Dataset rows
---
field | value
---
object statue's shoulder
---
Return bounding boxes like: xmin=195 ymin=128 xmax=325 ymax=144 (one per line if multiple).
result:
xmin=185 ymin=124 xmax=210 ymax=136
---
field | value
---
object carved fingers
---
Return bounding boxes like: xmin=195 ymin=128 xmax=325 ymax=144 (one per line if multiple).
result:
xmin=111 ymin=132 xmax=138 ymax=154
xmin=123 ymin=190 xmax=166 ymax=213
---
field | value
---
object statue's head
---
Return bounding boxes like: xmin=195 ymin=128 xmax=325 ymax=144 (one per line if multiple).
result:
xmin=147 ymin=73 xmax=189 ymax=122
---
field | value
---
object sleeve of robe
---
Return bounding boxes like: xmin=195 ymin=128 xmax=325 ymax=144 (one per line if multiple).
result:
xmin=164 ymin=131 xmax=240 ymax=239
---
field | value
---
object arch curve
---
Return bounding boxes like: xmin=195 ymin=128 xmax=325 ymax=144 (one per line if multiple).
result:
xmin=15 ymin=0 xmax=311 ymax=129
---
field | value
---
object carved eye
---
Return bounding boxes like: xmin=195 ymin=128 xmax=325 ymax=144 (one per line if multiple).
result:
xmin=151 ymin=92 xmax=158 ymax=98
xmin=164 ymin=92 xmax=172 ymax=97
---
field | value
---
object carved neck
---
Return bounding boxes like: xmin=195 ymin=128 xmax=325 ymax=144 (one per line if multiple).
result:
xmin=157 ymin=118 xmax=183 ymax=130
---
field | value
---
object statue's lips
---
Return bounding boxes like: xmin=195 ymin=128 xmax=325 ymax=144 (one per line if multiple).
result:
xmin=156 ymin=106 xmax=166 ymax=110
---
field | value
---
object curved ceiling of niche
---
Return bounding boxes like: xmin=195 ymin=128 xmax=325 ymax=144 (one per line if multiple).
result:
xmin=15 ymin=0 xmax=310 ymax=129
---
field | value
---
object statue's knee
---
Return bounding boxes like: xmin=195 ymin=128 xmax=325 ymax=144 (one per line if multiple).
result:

PROBLEM DETAILS:
Can you print every one of the rows above again, character for character and with no changes?

RESULT OF THIS EXERCISE:
---
field | value
---
object statue's shoulder
---
Return bounding boxes like: xmin=195 ymin=128 xmax=325 ymax=144 (one per line if multiple).
result:
xmin=185 ymin=124 xmax=210 ymax=136
---
field | value
---
object carved fingers
---
Return bounding boxes like: xmin=195 ymin=128 xmax=325 ymax=144 (one per line if multiple).
result:
xmin=111 ymin=132 xmax=138 ymax=154
xmin=123 ymin=190 xmax=166 ymax=213
---
field | value
---
object statue's head
---
Return bounding boxes like: xmin=195 ymin=128 xmax=325 ymax=144 (one per line if multiple).
result:
xmin=147 ymin=73 xmax=189 ymax=122
---
field | value
---
object sleeve of robe
---
Return bounding boxes like: xmin=195 ymin=128 xmax=325 ymax=144 (one per line if multiple).
result:
xmin=164 ymin=131 xmax=240 ymax=239
---
field | value
---
object arch curve
---
Return bounding boxes like: xmin=195 ymin=128 xmax=325 ymax=144 (one per line if multiple).
result:
xmin=15 ymin=0 xmax=311 ymax=129
---
field | value
---
object carved eye
---
Return bounding boxes like: xmin=195 ymin=128 xmax=325 ymax=144 (one per line if multiple).
result:
xmin=151 ymin=92 xmax=158 ymax=98
xmin=164 ymin=92 xmax=172 ymax=97
---
field | value
---
object carved neck
---
Return bounding boxes like: xmin=195 ymin=128 xmax=325 ymax=144 (one per line if multiple).
result:
xmin=157 ymin=118 xmax=183 ymax=130
---
field | value
---
object statue's lips
---
Return bounding boxes like: xmin=195 ymin=128 xmax=325 ymax=144 (one per line if multiple).
result:
xmin=156 ymin=106 xmax=166 ymax=110
---
field | value
---
object curved ceiling of niche
---
Return bounding boxes like: xmin=195 ymin=128 xmax=325 ymax=144 (one per line if multiple).
result:
xmin=15 ymin=0 xmax=310 ymax=129
---
field | value
---
object statue's knee
---
Return bounding boxes like: xmin=195 ymin=128 xmax=325 ymax=144 (one per line if multiple).
result:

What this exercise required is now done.